Text under study:
The Graduate Program in Neurobiology
Each student takes a core curriculum of four courses (B required): Cellular Neurobiology, Systems Neuroscience, Behavioral Neuroscience and Cellular and Molecular Biology of the Neuron, two-three laboratory rotations, and three elective courses. Electives are chosen with approval from an advisory committee from a wide array of high-level courses at the University and elsewhere. Courses are offered on the quarter system, with 10 weeks per quarter.
In addition, all students serve two terms as teaching assistants (see “Teaching Requirements”, below) and participate in two courses on scientific integrity and responsible conduct of research, one in their 1st year and a follow-up in their 4th or 5th year.
First Year: Lab Rotations and Coursework
A new requirement is a 1-week Quantitative Approaches to Biology boot camp, required of all biology graduate students. This boot camp is held at the Marine Biological Laboratory (MBL) at Woods Hole, Massachusetts, and precedes the official start of classes. It’s a great way to get some important training in a beautiful setting, and to meet new students in the many PhD programs in the Biological Sciences Division.
Incoming Neuroscience graduate students are welcomed into all three Neuroscience programs at a joint Annual Retreat in mid-September, featuring faculty, post-doc and student speakers and posters. Basic information about the program (Orientation) is provided at the retreat.
A single advisory committee will assist all first-year students with their schedule of coursework and rotations. Students rotate through 2-3 laboratories, one per term, while they take course work. Students are expected to be associated with a laboratory at all times. At the end of the first year, a specific advisory committee will be constituted for each student. In subsequent years, as a student’s interests change, its composition may also change.
Second Year: Selecting a laboratory and faculty advisory committee; Qualifying exam
Students choose a laboratory in which to pursue their thesis research by the beginning of their second year.
Each student assembles a Faculty Advisory Committee (FAC), comprising the thesis sponsor and at least 3 other faculty; at least three of the 4 or more members must be in the Committee on Neurobiology. The FAC chair, who must be in the Committee on Neurobiology, runs the FAC meetings and communicates outcomes to the student and the Committee on Neurobiology through a confirmation e-mail. The procedural chair is selected by the committee members. At the first meeting, the FAC approves the student’s course work and then meets at least every 6 months until the student graduates.
Students must take their qualifying exams, which admit them into candidacy for the Ph.D., by the end of the first term of the third year (i.e., their ninth quarter). To qualify, the student writes a Research Plan in the form of a grant proposal, then defends it with an oral presentation to the faculty advisory committee. The research plan should be written in consultation with the student’s advisor. Students are encouraged to submit their proposals, after consulting with their advisors and faculty advisory committees, to funding agencies as part of their training in grantsmanship.

Tasks to complete:
**A)** Rewrite the paragraph in the neurobiology program description that begins "Each student assembles a Faculty Advisory Committee" as a brief bulleted list that keeps its main facts.
**B)** Answer these questions using the neurobiology program description:
(i) How many weeks long is each quarter?
(ii) Where is the Quantitative Approaches to Biology boot camp held?
(iii) By what point must students take their qualifying exams?
**C)** Proceed with the neurobiology program description, starting after its final sentence.

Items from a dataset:
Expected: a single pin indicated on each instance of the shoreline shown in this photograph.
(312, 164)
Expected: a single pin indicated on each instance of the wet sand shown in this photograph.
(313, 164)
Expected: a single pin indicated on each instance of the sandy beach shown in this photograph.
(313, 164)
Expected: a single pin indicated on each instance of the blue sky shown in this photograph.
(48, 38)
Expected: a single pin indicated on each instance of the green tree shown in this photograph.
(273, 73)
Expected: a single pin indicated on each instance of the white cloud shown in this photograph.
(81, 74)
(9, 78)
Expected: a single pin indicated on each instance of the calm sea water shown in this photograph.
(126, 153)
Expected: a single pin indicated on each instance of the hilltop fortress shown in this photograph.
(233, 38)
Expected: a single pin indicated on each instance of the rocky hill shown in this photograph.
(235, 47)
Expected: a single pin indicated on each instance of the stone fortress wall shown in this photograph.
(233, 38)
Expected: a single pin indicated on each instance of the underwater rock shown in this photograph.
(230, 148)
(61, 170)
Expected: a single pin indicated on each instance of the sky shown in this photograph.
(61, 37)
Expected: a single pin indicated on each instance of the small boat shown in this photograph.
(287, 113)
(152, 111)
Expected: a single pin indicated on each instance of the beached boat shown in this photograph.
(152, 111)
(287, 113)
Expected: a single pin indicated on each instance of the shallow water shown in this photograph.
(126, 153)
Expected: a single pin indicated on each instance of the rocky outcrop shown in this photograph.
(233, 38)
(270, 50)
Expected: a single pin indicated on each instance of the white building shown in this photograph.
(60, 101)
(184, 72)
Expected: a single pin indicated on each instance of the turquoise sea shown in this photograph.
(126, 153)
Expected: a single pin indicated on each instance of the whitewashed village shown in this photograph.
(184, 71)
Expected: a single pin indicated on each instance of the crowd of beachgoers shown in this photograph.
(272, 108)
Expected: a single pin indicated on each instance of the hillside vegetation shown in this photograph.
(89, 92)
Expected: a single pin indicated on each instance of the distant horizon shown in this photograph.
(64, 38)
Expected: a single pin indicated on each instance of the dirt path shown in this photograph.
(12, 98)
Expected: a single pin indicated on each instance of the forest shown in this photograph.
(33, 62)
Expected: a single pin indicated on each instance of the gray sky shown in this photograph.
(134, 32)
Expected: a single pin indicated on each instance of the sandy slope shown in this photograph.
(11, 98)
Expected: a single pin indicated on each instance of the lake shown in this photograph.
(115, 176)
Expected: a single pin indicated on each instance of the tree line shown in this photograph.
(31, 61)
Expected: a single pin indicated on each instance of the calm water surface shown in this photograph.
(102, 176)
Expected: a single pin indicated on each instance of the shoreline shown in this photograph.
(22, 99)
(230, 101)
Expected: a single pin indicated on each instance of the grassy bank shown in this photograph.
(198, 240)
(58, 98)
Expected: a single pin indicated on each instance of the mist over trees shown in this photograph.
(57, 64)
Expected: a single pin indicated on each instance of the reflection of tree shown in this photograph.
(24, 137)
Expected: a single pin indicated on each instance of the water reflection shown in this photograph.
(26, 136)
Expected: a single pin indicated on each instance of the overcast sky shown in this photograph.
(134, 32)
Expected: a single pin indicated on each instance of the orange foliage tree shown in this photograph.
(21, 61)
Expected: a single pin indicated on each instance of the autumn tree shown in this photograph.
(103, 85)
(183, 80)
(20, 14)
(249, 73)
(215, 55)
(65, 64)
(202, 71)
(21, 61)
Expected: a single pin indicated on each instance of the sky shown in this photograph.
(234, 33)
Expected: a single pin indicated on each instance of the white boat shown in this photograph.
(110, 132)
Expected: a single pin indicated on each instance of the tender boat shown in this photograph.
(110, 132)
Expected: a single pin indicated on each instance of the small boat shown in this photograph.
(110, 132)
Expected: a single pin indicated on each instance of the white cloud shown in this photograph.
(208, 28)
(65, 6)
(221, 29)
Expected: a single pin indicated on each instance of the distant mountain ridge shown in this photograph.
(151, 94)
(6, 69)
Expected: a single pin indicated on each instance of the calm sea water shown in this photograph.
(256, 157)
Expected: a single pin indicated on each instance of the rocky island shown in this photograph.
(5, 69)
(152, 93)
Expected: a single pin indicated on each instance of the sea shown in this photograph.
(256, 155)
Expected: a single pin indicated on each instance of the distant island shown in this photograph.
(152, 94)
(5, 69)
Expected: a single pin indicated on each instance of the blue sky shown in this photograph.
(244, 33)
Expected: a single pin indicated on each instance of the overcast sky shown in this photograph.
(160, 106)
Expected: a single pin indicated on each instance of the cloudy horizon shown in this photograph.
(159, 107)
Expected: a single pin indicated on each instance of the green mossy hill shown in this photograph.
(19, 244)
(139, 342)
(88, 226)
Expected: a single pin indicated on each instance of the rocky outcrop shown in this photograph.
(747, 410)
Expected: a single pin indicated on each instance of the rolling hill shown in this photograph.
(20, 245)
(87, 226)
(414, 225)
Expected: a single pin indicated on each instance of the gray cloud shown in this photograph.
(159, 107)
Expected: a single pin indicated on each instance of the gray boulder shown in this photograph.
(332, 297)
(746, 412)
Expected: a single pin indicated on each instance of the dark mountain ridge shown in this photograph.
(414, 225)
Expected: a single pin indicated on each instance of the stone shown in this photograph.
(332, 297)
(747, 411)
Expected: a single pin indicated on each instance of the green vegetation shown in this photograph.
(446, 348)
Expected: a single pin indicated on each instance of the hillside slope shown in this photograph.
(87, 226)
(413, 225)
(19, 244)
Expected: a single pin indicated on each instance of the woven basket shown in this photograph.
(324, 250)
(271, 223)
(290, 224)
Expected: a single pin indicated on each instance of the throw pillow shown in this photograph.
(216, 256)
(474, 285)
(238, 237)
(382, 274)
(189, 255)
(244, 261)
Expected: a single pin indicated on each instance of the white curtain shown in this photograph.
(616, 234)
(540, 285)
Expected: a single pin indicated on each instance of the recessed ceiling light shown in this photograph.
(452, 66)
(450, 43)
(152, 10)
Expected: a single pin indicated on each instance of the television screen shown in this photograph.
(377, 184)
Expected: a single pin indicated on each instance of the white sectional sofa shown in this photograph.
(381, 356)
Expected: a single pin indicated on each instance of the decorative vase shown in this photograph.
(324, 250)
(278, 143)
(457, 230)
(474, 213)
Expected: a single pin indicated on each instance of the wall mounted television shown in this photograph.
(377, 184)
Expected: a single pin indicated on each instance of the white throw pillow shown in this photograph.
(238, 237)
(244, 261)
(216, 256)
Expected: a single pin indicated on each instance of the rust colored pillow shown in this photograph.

Answers for each item:
**A)**
- Membership: the thesis sponsor plus at least 3 other faculty, with at least three of the 4 or more members in the Committee on Neurobiology.
- FAC chair: must be in the Committee on Neurobiology, runs the meetings, and reports outcomes to the student and the Committee on Neurobiology by confirmation e-mail.
- Procedural chair: selected by the committee members.
- Meetings: the FAC approves the student's course work at the first meeting, then meets at least every 6 months until the student graduates.

**B)**
(i) 10 weeks.
(ii) At the Marine Biological Laboratory (MBL) at Woods Hole, Massachusetts.
(iii) By the end of the first term of the third year, that is, their ninth quarter.

**C)**
Third-Fifth years: Thesis research and defense
Candidates for a Ph.D. in Neurobiology must complete an original research thesis suitable for publication. In the fifth year, the student should prepare the written thesis over the course of several months, in consultation with the thesis advisor and thesis committee. The thesis must include a background section placing the research in broad perspective, a description of the original research, and a discussion of the significance of this research. The description of the research may consist of published papers on which the student is a major author, as well as publishable material in manuscript form. The University Dissertation Office can provide guidelines for the format. The thesis must be submitted to the Faculty Advisory Committee – also the thesis examiners – two weeks in advance of the defense. The thesis presentation is a public lecture, followed by a private oral examination by the committee.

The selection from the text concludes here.